### Задание
Выпишите из текста о тайных обществах Парижа всех знатных дам, которые перечислены в скобках как члены общества масонов.

====== Страница

Впрочем, оставим судьбу узника Тампля, несостоявшегося короля. Не о том сейчас речь.


К 1780 году в Париже возникло множество тайных сект или братств, ставивших основной целью не религиозное просвещение, а поиск наслаждения. «Антимасоны», «Орден счастья», «Общество момента» — к членам их принадлежали лица обоего пола, которые не помышляли ни о чем другом, как «об удовольствиях, изданных самой природой». Каждый год рождалось новое подобное общество. Существовали ассоциация извращенцев, общество садистов, товарищество лесбиянок — все они встречались в определенные дни и предавались омерзительным играм по строгим правилам.

И вот княгиня де Ламбаль, близкая подруга Марии-Антуанетты, стала магистром всех шотландских лож во Франции. В это время несколько тысяч знатных дам принадлежали к обществу масонов (в частности, маркиза де Полиньяк, графиня де Шуазель, графиня де Майи, графиня де Нарбон, графиня д’Афри, виконтесса де Фондоа).

Присутствие женщин сделало ложи особенно привлекательными. Множество мужчин, которые раньше и не помышляли о масонстве, надели переднички. И все эти галантные дамы, оставившие общество Марии-Антуанетты ради плотских утех и распевания псевдо-революционных песенок, подготовили, сами того не сознавая, некую движущую силу, которая совершила революцию. Ведь главным магистром французских масонов был герцог Шартрский.

============
====== Извлечённые записи

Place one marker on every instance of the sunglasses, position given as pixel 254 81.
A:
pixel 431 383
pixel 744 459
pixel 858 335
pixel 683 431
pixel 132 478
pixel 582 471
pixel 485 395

============

### Решение
маркиза де Полиньяк, графиня де Шуазель, графиня де Майи, графиня де Нарбон, графиня д’Афри, виконтесса де Фондоа